*Source:*
==========

Dubonnet was first sold in 1846 by Joseph Dubonnet, in response to a competition run by the French Government to find a way of persuading French Foreign Legionnaires in North Africa to drink quinine. Quinine combats malaria but is very bitter.

Ownership was taken over by Pernod Ricard in 1976. It was re-popularised in the late 1970s by an advertising campaign starring Pia Zadora. It is available in Rouge, Blanc and Gold (vanilla and orange) varieties. Dubonnet is also widely known by the advertisement slogan of the French graphic designer Cassandre "Dubo, Dubon, Dubonnet" (a play on words roughly meaning "It's nice; it's good; it's Dubonnet"), which still can be found on the walls of houses in France. The brand later became owned by Heaven Hill.

Dubonnet is commonly mixed with lemonade or bitter lemon, and forms part of many cocktails.

Reputedly Dubonnet is a favourite beverage of:
 Queen Elizabeth The Queen Mother, who liked gin and Dubonnet: 30% gin, 70% Dubonnet with a slice of lemon under the ice. She once noted before a trip, "I think that I will take two small bottles of Dubonnet and gin with me this morning, in case it is needed."

==========

*Required work:*
(a) Do these statements agree with the Dubonnet passage? (i) Dubonnet was first sold in 1846. (ii) Pernod Ricard took over ownership in 1986. (iii) The Gold variety is flavored with vanilla and orange. Answer yes or no for each, and quote the deciding words.
(b) Pull out the words of the Dubonnet passage starting at "Dubonnet was first" and ending at "is very bitter.".
Rely only on the Dubonnet passage, not on outside knowledge.

*Extracted data:*

==========

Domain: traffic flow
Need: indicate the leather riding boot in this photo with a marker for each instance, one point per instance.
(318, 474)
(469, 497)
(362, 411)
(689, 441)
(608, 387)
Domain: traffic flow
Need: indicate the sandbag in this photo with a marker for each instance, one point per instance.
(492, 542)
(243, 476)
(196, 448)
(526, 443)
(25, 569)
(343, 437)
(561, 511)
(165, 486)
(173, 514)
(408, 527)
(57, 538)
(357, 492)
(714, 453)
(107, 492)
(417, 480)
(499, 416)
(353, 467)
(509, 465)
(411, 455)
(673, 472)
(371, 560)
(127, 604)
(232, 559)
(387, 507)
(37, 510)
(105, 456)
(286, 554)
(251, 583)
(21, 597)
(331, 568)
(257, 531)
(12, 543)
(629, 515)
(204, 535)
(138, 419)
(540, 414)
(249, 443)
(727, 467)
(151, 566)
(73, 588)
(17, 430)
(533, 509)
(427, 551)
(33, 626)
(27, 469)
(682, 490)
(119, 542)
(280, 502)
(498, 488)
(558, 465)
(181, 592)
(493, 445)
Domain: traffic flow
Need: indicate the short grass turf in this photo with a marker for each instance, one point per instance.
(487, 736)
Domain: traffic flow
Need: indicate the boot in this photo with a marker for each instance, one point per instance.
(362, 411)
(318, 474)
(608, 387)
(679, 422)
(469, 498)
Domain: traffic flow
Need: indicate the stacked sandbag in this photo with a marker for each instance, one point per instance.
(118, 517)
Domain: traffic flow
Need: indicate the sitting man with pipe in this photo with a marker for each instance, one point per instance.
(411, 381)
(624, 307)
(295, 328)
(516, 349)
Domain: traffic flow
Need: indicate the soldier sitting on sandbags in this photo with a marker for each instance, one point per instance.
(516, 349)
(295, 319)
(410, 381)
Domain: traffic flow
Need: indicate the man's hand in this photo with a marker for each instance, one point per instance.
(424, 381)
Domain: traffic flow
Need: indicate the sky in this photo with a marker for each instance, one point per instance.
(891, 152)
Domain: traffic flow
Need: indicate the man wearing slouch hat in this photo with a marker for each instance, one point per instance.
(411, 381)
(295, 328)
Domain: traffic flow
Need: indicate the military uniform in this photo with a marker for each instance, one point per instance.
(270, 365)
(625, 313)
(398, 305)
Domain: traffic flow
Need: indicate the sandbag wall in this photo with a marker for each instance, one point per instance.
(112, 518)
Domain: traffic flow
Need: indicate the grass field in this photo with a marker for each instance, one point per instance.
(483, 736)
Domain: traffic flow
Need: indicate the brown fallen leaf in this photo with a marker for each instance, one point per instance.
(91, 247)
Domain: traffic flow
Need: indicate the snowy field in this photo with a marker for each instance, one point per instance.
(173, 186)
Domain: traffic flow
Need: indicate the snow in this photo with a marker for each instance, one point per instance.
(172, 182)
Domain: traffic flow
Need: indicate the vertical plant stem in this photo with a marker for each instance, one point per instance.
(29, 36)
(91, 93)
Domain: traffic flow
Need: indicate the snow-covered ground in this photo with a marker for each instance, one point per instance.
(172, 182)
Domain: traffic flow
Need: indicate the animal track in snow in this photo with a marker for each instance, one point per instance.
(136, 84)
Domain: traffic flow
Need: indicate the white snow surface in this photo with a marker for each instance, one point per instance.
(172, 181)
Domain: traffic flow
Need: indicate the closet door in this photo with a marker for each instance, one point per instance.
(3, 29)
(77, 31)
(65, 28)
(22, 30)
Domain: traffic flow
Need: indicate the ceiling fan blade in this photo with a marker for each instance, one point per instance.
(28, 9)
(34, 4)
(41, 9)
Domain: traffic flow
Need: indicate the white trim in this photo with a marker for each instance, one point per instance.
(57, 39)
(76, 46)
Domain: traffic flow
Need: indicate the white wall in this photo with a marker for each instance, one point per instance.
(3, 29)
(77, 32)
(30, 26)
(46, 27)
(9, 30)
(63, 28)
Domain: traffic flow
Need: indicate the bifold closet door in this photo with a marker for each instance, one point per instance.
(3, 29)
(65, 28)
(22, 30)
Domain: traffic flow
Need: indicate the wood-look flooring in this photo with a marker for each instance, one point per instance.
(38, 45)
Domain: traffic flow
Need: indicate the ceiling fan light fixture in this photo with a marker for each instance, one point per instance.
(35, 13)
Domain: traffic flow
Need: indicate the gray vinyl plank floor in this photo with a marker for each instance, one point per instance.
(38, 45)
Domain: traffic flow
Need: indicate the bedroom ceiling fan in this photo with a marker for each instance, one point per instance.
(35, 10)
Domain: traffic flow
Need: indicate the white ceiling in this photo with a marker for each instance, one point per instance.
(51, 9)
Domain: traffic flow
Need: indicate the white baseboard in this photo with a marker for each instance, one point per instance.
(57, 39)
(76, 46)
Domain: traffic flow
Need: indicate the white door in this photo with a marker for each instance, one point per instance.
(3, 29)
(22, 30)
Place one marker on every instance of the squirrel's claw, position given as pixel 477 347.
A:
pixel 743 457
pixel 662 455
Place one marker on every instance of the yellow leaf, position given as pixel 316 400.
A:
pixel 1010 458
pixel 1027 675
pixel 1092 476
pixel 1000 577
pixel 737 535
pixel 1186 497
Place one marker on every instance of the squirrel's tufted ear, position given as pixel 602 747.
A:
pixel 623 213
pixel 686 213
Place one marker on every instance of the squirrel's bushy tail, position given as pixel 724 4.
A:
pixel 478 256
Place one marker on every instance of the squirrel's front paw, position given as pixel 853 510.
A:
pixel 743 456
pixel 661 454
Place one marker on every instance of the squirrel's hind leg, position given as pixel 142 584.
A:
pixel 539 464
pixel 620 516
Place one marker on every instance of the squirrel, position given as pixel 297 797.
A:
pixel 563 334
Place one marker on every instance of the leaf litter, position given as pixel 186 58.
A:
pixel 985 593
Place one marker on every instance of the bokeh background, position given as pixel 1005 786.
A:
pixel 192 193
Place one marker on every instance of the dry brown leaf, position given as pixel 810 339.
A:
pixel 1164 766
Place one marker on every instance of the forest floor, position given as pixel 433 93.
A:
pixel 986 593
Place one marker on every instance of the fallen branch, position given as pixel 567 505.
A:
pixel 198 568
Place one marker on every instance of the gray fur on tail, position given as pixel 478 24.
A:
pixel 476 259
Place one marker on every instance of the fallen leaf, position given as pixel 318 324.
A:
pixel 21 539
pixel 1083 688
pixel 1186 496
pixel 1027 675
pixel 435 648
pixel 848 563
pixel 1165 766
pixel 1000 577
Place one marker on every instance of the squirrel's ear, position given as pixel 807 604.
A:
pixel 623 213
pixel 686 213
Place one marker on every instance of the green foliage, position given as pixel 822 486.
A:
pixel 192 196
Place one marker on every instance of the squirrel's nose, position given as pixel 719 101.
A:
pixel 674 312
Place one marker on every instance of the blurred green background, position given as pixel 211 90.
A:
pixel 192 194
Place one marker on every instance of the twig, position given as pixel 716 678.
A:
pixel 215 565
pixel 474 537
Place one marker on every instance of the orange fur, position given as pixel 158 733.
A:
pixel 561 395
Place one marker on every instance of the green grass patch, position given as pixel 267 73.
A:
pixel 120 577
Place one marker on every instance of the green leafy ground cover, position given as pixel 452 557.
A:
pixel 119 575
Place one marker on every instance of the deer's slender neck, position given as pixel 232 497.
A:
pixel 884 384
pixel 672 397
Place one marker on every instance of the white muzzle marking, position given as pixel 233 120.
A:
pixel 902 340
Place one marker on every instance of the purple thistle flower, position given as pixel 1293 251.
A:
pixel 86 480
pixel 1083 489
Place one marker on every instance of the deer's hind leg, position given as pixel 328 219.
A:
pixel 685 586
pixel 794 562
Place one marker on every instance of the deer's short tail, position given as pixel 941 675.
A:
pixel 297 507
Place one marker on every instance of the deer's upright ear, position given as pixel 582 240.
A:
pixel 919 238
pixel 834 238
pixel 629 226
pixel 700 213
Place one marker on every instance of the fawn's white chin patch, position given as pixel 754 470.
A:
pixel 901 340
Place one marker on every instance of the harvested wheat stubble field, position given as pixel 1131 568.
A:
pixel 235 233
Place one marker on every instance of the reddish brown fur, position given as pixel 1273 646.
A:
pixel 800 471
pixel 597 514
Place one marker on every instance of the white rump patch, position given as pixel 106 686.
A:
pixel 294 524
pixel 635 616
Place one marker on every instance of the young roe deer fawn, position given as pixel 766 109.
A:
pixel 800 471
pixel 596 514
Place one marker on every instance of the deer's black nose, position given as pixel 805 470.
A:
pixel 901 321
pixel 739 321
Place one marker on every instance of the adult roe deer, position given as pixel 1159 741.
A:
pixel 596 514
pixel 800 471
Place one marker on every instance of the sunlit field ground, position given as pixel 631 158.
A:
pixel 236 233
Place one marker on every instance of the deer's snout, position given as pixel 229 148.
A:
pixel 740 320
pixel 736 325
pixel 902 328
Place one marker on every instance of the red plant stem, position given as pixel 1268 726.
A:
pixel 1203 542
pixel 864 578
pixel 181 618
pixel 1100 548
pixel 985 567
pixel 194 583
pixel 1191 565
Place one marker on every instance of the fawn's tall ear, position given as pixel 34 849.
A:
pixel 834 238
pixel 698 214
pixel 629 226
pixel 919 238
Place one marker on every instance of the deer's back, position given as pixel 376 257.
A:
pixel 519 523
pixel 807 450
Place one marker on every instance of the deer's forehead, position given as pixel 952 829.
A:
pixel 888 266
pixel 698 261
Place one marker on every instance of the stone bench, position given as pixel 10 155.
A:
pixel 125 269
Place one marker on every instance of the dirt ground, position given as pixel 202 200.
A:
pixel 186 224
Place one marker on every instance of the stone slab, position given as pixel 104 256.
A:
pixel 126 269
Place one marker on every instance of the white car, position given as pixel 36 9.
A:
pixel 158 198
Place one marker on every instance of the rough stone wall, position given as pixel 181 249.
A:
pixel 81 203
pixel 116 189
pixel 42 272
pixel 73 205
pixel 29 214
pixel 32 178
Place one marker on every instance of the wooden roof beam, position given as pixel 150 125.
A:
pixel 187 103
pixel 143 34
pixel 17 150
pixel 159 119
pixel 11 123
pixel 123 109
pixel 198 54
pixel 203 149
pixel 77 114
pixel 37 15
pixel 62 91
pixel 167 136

==========

*Answers provided:*
(a)
(i) Yes: "Dubonnet was first sold in 1846"
(ii) No: "Ownership was taken over by Pernod Ricard in 1976"
(iii) Yes: "Gold (vanilla and orange)"

(b)
Dubonnet was first sold in 1846 by Joseph Dubonnet, in response to a competition run by the French Government to find a way of persuading French Foreign Legionnaires in North Africa to drink quinine. Quinine combats malaria but is very bitter.